- _Task item_
The number of lines below holding the string "accurate" is the only answer wanted.

:: Data provided ::

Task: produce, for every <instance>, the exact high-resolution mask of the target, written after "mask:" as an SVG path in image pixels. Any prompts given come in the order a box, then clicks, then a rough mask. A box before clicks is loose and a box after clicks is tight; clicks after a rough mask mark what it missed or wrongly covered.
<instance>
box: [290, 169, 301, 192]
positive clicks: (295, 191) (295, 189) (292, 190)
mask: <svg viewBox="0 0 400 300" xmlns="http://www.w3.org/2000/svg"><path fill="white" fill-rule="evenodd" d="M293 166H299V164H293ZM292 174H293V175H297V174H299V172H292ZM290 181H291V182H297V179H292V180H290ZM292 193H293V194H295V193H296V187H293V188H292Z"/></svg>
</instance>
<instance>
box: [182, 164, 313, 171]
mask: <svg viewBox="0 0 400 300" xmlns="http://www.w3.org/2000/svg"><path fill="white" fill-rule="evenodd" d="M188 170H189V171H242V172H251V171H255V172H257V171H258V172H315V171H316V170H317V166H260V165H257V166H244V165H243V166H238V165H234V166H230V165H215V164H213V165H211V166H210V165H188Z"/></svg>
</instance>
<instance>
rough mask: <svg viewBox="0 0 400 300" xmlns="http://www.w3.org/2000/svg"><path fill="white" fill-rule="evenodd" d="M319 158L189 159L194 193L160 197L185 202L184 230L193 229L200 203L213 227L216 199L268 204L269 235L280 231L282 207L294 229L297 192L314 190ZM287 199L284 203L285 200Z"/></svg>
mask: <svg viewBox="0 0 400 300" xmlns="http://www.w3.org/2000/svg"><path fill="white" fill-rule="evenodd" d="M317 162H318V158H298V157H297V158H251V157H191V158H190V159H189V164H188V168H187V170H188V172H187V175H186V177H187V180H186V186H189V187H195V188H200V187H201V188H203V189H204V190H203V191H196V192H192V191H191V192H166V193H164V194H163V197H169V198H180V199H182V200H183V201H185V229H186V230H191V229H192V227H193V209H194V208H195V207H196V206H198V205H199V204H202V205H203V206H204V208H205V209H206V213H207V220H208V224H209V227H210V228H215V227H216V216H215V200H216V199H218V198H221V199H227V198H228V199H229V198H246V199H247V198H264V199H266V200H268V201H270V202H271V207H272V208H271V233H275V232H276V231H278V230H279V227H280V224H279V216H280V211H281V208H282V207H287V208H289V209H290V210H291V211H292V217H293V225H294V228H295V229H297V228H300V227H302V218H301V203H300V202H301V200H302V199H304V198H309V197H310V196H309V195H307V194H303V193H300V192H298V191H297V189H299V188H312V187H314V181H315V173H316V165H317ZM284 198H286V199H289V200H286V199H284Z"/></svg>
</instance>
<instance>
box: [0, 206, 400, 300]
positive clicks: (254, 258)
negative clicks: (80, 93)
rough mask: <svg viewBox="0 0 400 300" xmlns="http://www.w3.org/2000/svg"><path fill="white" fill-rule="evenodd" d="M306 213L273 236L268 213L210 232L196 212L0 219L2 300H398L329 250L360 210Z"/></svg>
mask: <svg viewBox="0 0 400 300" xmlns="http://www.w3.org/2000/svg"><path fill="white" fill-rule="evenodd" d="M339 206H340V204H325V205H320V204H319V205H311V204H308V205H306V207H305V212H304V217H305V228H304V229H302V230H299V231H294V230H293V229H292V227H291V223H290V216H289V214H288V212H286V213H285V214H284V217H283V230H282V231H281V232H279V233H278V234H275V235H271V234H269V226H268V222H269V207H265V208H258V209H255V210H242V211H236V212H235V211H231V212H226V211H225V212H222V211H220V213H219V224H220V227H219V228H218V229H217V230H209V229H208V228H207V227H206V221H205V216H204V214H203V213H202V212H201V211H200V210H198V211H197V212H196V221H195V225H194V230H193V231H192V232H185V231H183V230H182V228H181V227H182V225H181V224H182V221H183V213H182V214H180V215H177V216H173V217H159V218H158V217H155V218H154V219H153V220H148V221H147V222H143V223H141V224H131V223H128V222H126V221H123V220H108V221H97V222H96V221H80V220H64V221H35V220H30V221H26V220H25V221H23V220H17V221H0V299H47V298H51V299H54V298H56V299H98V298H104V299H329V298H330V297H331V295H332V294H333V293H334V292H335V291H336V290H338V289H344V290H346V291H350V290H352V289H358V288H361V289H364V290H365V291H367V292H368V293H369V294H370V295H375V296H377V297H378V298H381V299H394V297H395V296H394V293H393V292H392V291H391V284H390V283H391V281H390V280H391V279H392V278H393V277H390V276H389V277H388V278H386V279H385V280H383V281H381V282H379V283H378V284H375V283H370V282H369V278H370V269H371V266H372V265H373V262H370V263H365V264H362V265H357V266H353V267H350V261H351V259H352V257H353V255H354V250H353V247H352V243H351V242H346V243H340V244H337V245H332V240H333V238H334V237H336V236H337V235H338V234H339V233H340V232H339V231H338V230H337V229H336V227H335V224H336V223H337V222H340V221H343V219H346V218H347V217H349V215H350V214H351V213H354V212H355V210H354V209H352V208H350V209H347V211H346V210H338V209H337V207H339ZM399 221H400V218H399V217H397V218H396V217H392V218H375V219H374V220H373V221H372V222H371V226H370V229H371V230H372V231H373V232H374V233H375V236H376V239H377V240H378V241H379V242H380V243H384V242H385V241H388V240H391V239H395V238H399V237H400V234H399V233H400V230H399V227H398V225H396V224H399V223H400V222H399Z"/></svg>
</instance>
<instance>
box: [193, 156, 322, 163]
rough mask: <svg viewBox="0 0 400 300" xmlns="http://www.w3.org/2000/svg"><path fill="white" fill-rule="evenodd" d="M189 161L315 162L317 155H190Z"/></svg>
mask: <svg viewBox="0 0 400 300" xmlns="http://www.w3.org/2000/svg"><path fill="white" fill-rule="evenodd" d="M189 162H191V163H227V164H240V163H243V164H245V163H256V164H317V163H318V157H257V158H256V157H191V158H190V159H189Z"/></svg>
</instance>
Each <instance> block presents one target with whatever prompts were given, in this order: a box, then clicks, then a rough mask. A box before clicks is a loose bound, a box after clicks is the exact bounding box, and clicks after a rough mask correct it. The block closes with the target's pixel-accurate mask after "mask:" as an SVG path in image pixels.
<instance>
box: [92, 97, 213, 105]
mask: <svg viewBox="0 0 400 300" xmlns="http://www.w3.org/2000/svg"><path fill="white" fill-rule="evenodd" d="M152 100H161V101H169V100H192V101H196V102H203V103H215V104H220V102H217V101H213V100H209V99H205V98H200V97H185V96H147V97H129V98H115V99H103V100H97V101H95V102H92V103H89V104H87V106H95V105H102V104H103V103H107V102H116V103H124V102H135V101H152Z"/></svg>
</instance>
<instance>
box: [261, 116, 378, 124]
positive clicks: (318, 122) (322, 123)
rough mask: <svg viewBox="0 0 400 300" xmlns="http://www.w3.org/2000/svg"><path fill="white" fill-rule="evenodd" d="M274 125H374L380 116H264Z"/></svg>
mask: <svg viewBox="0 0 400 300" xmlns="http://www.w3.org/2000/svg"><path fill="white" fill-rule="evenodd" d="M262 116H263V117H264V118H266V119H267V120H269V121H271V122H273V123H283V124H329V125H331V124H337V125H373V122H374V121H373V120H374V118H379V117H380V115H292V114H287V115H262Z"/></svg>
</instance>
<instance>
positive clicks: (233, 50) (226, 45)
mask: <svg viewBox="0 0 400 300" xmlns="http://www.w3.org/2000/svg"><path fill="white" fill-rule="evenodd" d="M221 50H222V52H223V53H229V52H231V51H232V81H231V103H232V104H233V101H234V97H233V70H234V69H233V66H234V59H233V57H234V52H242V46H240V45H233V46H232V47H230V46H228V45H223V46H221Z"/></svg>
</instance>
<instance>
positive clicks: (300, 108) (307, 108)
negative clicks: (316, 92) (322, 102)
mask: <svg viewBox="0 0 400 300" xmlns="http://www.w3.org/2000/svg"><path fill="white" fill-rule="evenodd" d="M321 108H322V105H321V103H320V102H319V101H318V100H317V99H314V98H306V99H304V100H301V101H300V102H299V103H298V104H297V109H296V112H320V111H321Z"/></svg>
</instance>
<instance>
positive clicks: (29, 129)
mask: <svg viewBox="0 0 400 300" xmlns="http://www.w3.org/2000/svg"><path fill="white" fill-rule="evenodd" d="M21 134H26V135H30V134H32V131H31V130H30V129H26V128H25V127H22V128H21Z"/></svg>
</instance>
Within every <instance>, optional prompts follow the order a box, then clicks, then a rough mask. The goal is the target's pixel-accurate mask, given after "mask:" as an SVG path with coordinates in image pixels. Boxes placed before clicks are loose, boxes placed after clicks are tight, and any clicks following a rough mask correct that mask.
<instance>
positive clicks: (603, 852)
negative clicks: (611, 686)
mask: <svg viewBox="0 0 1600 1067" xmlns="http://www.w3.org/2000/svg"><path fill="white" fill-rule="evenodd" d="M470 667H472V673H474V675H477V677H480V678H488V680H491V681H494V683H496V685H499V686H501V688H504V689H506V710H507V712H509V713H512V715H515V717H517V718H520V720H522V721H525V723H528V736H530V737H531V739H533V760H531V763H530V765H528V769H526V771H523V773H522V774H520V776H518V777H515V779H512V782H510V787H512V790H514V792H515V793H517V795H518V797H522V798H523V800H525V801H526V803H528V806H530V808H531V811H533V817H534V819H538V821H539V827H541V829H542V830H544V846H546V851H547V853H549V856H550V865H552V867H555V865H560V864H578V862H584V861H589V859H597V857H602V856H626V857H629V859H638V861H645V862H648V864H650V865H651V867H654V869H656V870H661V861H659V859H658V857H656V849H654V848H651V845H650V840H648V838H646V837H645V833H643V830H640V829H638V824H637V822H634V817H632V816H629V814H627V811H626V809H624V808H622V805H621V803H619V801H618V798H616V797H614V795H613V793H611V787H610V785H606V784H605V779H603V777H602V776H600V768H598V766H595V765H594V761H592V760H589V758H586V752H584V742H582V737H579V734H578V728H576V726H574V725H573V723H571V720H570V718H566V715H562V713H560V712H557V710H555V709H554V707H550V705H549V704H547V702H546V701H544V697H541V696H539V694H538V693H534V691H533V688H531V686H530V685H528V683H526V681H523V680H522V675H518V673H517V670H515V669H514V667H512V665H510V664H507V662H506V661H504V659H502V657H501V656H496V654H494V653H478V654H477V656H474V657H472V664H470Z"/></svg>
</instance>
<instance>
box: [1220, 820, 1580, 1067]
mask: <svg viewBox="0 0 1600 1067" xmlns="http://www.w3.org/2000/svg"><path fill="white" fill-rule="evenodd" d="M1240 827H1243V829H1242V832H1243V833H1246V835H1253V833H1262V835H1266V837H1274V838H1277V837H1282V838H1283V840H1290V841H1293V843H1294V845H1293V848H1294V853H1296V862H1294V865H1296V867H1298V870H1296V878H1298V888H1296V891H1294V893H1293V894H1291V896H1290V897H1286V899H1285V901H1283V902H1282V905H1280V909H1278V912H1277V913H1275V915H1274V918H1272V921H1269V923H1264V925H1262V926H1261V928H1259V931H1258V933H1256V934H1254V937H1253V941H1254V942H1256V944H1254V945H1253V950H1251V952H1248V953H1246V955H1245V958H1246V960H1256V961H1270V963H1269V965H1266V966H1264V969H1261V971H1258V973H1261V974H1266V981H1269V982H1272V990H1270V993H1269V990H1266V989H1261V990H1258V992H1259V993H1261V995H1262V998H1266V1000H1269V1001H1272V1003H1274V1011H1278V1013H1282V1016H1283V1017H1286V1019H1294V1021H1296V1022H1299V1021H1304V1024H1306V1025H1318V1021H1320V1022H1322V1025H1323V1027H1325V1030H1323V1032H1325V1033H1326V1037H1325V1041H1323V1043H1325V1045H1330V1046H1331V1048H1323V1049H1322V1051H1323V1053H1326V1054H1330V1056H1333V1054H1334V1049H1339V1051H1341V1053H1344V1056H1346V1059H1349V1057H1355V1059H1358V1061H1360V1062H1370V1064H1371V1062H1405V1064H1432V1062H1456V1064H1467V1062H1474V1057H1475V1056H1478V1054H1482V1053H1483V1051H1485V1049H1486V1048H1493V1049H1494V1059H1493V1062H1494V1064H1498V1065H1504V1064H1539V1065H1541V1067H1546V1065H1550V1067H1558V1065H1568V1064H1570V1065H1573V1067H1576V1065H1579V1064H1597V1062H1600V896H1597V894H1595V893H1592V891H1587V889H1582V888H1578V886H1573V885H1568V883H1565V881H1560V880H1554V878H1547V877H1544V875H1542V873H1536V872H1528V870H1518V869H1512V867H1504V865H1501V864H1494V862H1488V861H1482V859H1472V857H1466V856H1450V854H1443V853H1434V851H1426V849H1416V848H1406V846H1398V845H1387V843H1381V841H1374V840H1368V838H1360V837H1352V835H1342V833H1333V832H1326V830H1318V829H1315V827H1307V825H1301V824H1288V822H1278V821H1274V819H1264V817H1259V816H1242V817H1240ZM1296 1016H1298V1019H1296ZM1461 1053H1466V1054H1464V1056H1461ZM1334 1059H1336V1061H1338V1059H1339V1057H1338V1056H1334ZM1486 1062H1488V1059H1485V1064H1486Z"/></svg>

:::

- _Reply to the task_
2